▶ What is required:
Extract the full listing verbatim and drop any pictures from your copy.

▶ Source material:
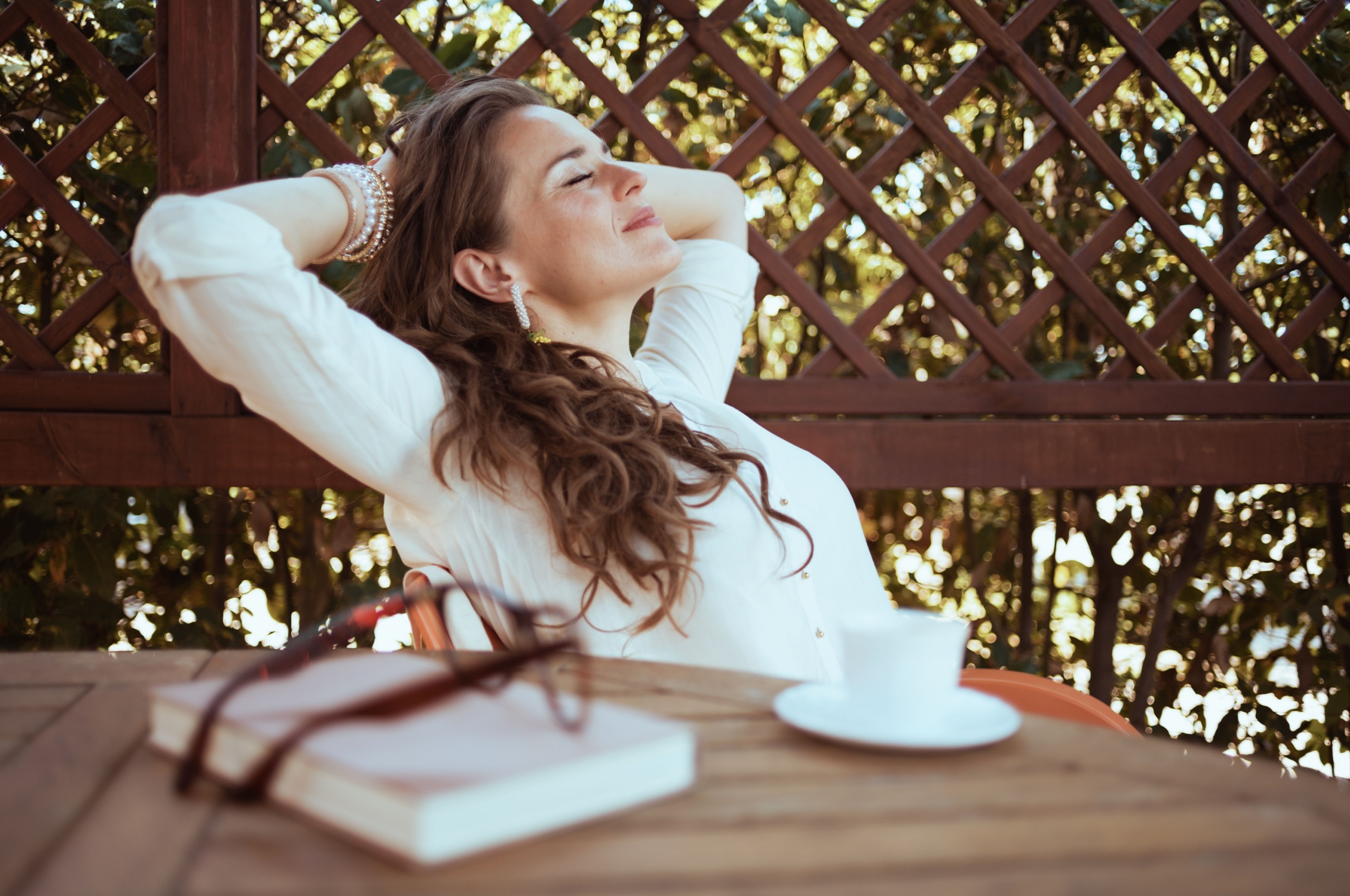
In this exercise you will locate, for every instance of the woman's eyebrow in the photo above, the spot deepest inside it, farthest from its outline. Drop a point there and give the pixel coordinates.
(577, 152)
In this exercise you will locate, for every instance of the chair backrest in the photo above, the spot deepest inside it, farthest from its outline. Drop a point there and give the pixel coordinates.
(1043, 697)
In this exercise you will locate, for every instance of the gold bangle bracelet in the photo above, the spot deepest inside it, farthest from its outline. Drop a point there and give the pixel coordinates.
(353, 227)
(384, 222)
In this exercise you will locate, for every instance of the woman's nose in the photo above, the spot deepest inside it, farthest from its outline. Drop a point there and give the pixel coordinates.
(627, 181)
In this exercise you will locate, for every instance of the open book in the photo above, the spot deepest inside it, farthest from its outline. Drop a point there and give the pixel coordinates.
(462, 775)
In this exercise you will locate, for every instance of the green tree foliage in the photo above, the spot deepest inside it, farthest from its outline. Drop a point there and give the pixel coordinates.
(1217, 615)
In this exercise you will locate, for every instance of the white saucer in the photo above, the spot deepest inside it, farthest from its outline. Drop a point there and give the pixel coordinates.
(968, 719)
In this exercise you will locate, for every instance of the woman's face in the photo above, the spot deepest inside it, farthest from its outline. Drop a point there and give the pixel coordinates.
(581, 234)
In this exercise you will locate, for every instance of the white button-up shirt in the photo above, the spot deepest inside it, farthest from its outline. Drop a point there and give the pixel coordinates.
(369, 403)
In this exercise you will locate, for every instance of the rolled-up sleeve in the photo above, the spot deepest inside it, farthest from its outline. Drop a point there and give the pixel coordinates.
(227, 289)
(700, 315)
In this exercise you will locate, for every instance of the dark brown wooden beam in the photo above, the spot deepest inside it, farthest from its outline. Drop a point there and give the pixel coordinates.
(45, 391)
(158, 450)
(888, 454)
(208, 111)
(1040, 398)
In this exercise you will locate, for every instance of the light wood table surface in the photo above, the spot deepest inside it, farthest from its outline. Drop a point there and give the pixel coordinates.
(85, 810)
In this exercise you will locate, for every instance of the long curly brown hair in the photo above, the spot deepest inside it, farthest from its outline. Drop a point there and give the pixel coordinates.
(601, 454)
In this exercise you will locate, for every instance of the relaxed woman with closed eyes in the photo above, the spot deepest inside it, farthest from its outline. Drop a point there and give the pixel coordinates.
(480, 374)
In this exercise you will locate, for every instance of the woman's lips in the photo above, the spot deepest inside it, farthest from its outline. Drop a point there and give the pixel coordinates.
(644, 218)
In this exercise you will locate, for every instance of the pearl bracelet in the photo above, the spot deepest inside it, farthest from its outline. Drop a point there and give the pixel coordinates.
(363, 244)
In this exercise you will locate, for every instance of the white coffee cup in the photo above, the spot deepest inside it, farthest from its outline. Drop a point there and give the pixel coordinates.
(903, 661)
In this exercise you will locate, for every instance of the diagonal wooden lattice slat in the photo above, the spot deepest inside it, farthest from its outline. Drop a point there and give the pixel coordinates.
(35, 182)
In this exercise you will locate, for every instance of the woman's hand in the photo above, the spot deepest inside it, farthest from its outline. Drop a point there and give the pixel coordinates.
(696, 204)
(387, 164)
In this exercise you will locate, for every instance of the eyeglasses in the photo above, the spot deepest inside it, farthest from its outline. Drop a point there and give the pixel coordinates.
(532, 637)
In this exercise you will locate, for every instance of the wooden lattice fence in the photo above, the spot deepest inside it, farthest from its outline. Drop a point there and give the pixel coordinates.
(213, 104)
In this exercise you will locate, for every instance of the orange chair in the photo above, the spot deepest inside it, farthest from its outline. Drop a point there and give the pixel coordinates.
(1043, 697)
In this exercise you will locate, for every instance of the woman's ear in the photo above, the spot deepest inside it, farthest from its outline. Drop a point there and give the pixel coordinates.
(481, 275)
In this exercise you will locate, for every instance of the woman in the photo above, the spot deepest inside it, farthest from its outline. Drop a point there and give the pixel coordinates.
(485, 381)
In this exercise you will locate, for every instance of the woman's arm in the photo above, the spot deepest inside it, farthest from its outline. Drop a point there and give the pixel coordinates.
(696, 204)
(310, 212)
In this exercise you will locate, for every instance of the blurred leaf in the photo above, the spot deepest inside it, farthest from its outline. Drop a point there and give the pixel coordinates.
(93, 562)
(451, 54)
(403, 81)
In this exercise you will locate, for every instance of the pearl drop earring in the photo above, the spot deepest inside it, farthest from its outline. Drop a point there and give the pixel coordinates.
(517, 300)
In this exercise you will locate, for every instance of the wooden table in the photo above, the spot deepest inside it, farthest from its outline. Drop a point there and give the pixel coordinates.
(1059, 809)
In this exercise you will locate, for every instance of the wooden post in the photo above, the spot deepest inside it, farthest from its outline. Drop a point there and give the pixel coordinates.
(208, 107)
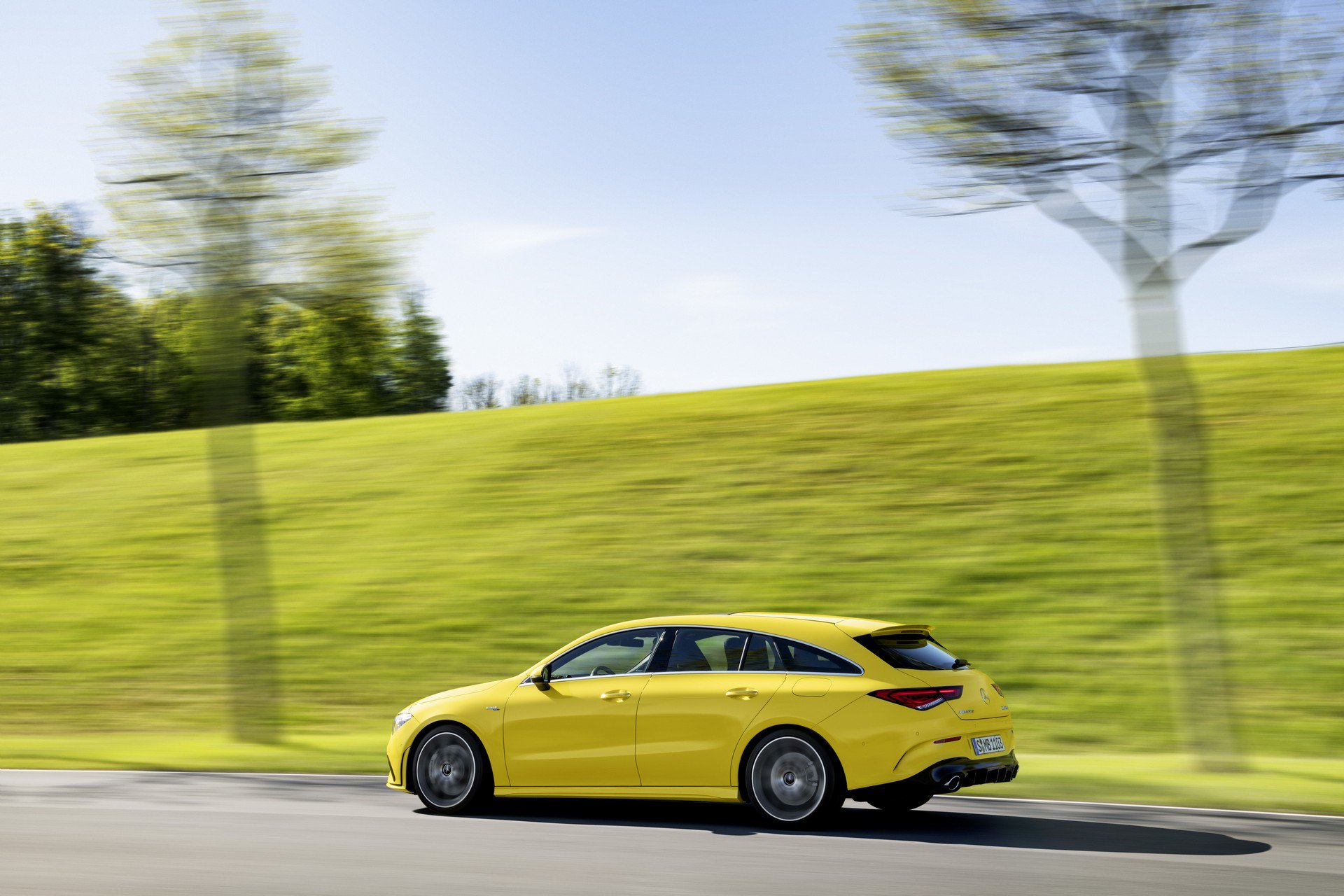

▶ Answer below:
In this exercise you will locate, for every instance of the woman's eyebrow in the photo above, the spot deepest inside it, farthest from its outline. Drop a point there and give the pixel coordinates.
(577, 152)
In this exercise you will locate, for every instance of the chair backrest in the photo above, the spot deepest inside it, farthest from its outline. Drop a point there and give the pixel coordinates.
(1043, 697)
In this exercise you will locate, for every instance of the gold bangle bracelet in the photo above, the spot deepest inside it, farthest from its outline. Drop a point there and give the pixel coordinates.
(353, 227)
(384, 222)
In this exercise you will locate, for every instance of the woman's nose in the photo above, the spot deepest inside it, farthest from its outline. Drop a point there and give the pixel coordinates.
(627, 181)
In this exercise you will locate, for every instance of the open book in the photo above, the spot deepest inside it, farthest from its outline. Drop a point there and give the pixel coordinates.
(462, 775)
In this exercise you will locate, for every instance of the green tree foliage in the photo above, the spot deepest inside it, farthest from its outline. Drop a point there and give the pixel coordinates.
(1217, 615)
In this exercise you will locate, for every instance of the white saucer in the photo above, the spot deepest inside it, farthest from its outline. Drop a point there and give the pixel coordinates.
(968, 719)
In this exercise you will locate, for every instance of the woman's face in the photo above, the spot deepest inside it, farthest from its outline. Drop a point there and give the pixel coordinates.
(581, 234)
In this exercise you will locate, for every instance of the white button-up shirt in the photo above, the spot deepest inside it, farthest from its outline. Drop a point there and give the pixel coordinates.
(369, 403)
In this exercise you will locate, for every instance of the rolled-up sleeve in the photo above, the spot deepest inside it, farthest from its outline. Drop a point there and give the pixel coordinates.
(227, 289)
(700, 315)
In this exercise you will locate, for every instance of the dark brown wooden beam in the photo above, the spot deepest inside it, farthest from its outline. Drop a point there and give the pixel coordinates.
(45, 391)
(158, 450)
(888, 454)
(208, 111)
(1040, 398)
In this exercise you will locate, for every instance of the light wood table surface in the photo above, the spot deepest inside it, farthest from its outline. Drop a point there and give the pixel coordinates.
(85, 810)
In this exercise you will locate, for every instance of the long curly brown hair in the photo above, the spot deepest inside it, farthest from its outline. Drop a point there and give the pixel coordinates.
(601, 454)
In this exercise you will locate, for every instance of the relaxed woman with closed eyes in the photo above, the spot deepest inside it, farthest from its outline. Drop a point there and give the pixel coordinates.
(480, 374)
In this exercise you will locate, for every instance of the woman's lips in the photo above, the spot deepest inside it, farthest from its outline. Drop a point there and give the pixel coordinates.
(644, 218)
In this exercise you will locate, for every instance of the pearl bracelet in the photo above, the spot deepest inside it, farthest from its outline. Drop a point there and give the pixel coordinates.
(363, 244)
In this exercise you will locate, for every instance of the white coffee cup in the photo above, the spot deepest inside it, farthest from its outline. Drop a point there and give the pixel coordinates.
(903, 661)
In this exercise you will locate, for every instance of the diagonal wooden lattice slat in the photo above, the spot deepest inside it, farthest from its outline. Drop a point there and give the pixel coordinates.
(35, 182)
In this exercise you will locate, for every instance of the woman's hand in the photo above, the spot deepest inside it, farthest from its outline. Drop a point there and give the pixel coordinates.
(696, 204)
(387, 164)
In this exercise you will locate, for every instance of the eyeglasses in the photo above, the spot deepest inside it, farthest from its outline. Drop a point there and give the pixel coordinates.
(532, 637)
In this exercise you will locate, for every instance of the wooden lattice fence in the photo above, the spot deepest inside it, farthest from its outline. Drop a point there and give the pixel coordinates.
(213, 104)
In this exercise you will locate, for every instance of the orange chair in the photo above, the spot deepest inside it, farthest from its outline. Drop a point there and give the pixel coordinates.
(1043, 697)
In this exercise you will locate, for every instance of the woman's ear in the photo above, the spot deepest inside it, farthest from its outline. Drop a point there and give the pixel coordinates.
(481, 275)
In this exercise you will locate, for every instance of the woman in the photo above, the spot deepest inside it, farthest from its outline. Drop a point there and give the pixel coordinates.
(485, 381)
In this exercise you will locate, for every instance of the woman's arm in the photo above, the spot deepest inside it, farthest from its outline. Drop a point there and give the pixel coordinates.
(696, 204)
(310, 212)
In this exercise you will locate, for every instance of the blurred leaf in the photo above, the spot deepest inside it, farthest from its outline. Drop a point there and give the pixel coordinates.
(93, 562)
(451, 54)
(403, 81)
In this exercise you will locate, for every instance of the pearl drop earring in the photo above, the spot deepest inside it, farthest from its outline. Drop a point there and give the pixel coordinates.
(517, 300)
In this exercise you will locate, for every instance of the wooden table in the photo above, the spot deepest inside it, farthest from its outline. Drop a point there and give the pixel coordinates.
(1059, 809)
In this exercise you will locate, for every instance of the wooden post in the photo above, the spot deepest inside it, farthest from its outline. Drop a point there and give the pixel coordinates.
(208, 107)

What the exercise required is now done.